- _What to do_
Can you print the lines below back verbatim, with no changes at all?

- _Excerpted records_
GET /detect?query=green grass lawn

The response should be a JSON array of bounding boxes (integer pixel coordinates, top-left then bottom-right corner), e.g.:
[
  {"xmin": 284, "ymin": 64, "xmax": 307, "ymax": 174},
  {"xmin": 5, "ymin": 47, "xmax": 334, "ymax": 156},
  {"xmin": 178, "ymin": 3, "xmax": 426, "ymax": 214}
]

- _Reply_
GET /detect?query=green grass lawn

The response should be a JSON array of bounding boxes (integer pixel coordinates, top-left then bottom-right corner), e.g.:
[
  {"xmin": 284, "ymin": 64, "xmax": 307, "ymax": 174},
  {"xmin": 5, "ymin": 47, "xmax": 334, "ymax": 156},
  {"xmin": 178, "ymin": 3, "xmax": 426, "ymax": 214}
]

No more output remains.